• Page text:
==================================================
Dec 11, 2025

Poster ECP 2025

AI-assisted TPS and CPS scoring of PD-L1 expression in kidney cancer

By: M. SOCKEEL (Primaa), S. SOCKEEL (Primaa),  C. LIU (Primaa), R. PEYRET (Primaa), C. SIMMAT (Primaa), L. ALBIGES (Institut Gustave Roussy), S.F KAMMERER-JACQUET (Rennes University Hospital),
N. RIOUX-LECLERCQ (Rennes University Hospital)

 

Introduction

As part of the European CARE1 clinical trial on metastatic kidney cancer, Programmed death-ligand 1 (PD-L1) expression is studied as a predictive biomarker for immune checkpoint inhibitors (ICI) treatment. Their evaluation relies on visual assessment of immuno-histochemistry (IHC) stains, a tedious and time consuming process that is also subject to inter-observer variability. In the context of kidney cancer, the interpretation is further complicated by the absence of a well-defined PD-L1 threshold, which makes consistent scoring and clinical decision-making more challenging.
==================================================
• Data block:

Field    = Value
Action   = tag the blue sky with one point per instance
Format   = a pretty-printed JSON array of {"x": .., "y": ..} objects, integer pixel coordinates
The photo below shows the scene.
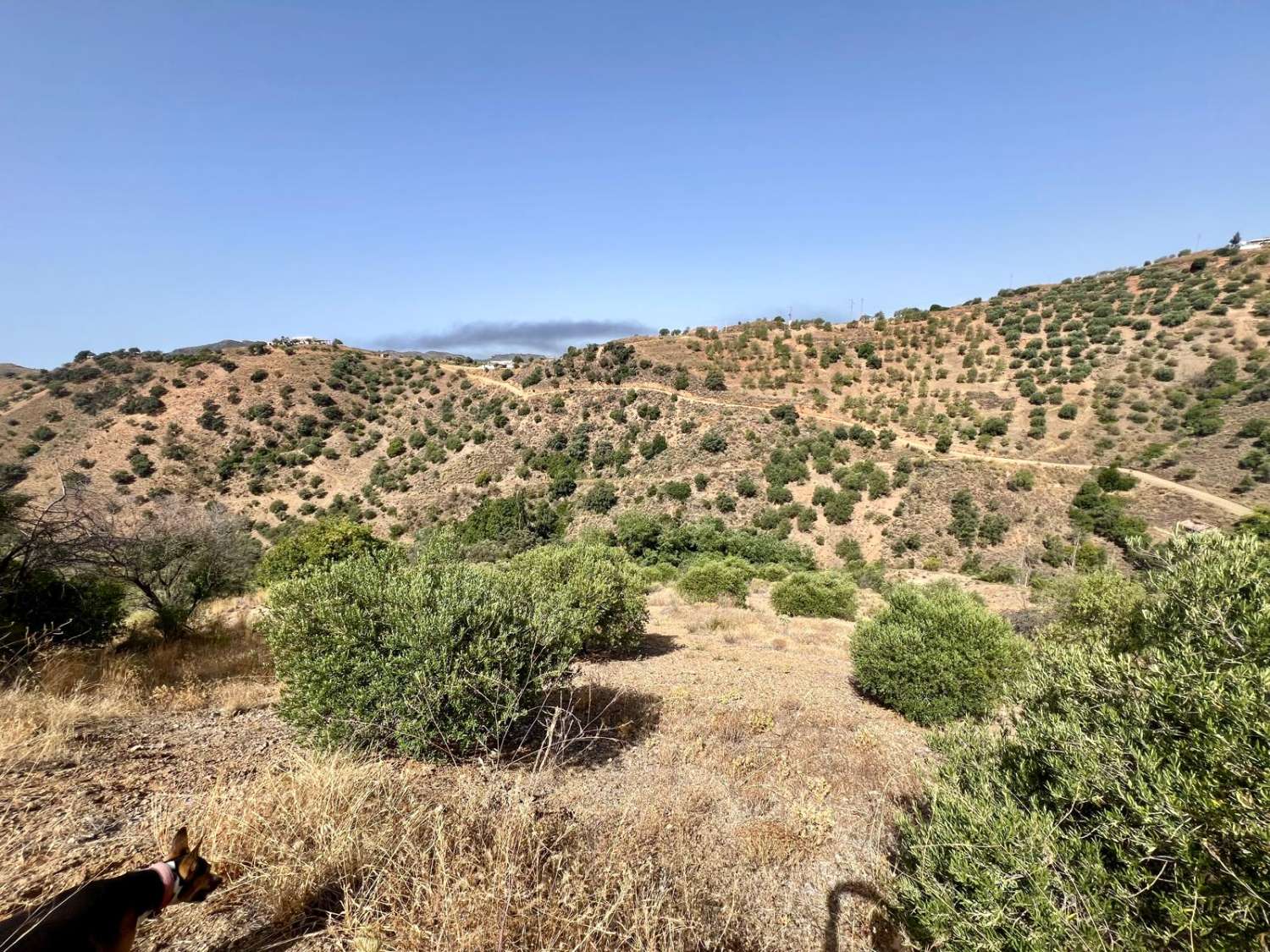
==================================================
• Work order A:
Do these statements agree with the PD-L1 poster text above? Answer yes or no for each, quoting the deciding words.
(i) The CARE1 trial concerns metastatic kidney cancer.
(ii) Kidney cancer has a well-defined PD-L1 threshold.
(iii) Visual assessment of the stains is free of inter-observer variability.
• Work order B:
Answer these from the PD-L1 poster text above:
(i) Which institution is listed with L. ALBIGES?
(ii) What date appears at the top?
(iii) What kind of stains does the evaluation rely on assessing visually?
• Work order C: Write what comes next in the PD-L1 poster text above, picking up after the last sentence of its introduction.

• Reply A:
(i) Yes: "the European CARE1 clinical trial on metastatic kidney cancer"
(ii) No: "the absence of a well-defined PD-L1 threshold"
(iii) No: "also subject to inter-observer variability"

• Reply B:
(i) Institut Gustave Roussy
(ii) Dec 11, 2025
(iii) Immuno-histochemistry (IHC) stains

• Reply C:
Quantifying TPS and CPS PD-L1 scores in IHC-stained slides requires:

  • Identifying tumor regions as well as the surrounding inflammatory region in hematoxylin-eosin (HE).
  • Locating them in associated IHC-stained slides.
  • Evaluating the presence of PD-L1 positive tumor and immune cells in those regions compared to the total of viable tumor cells.

Pathologists could therefore benefit from Artificial Intelligence (AI) assistance in clinical diagnosis scenarios. This work aims to develop an end-to-end inference pipeline capable of computing TPS and CPS scores directly from IHC slides.

 

Interference Pipeline

Materials & Methods

 

Data Specification :

The dataset includes 193 training cases and 65 testing cases with paired HE and IHC slides.
However, due to annotation availability constraints, different subsets of cases were used at each stage of the pipeline:

  • Registration and lesion detection: 36 cases for training and 20 for testing, each with annotated regions of interest on HE slides.
  • Cell classification: 62 cases for training and 19 for testing, with all cells manually annotated using bounding boxes within four small frames per slide.

Lesion Detection :

Once the annotations are available on the IHC slides, a U-Net segmentation model was trained directly on 5103 IHC patches using online augmentations, including color variation, noise injection, and random flips.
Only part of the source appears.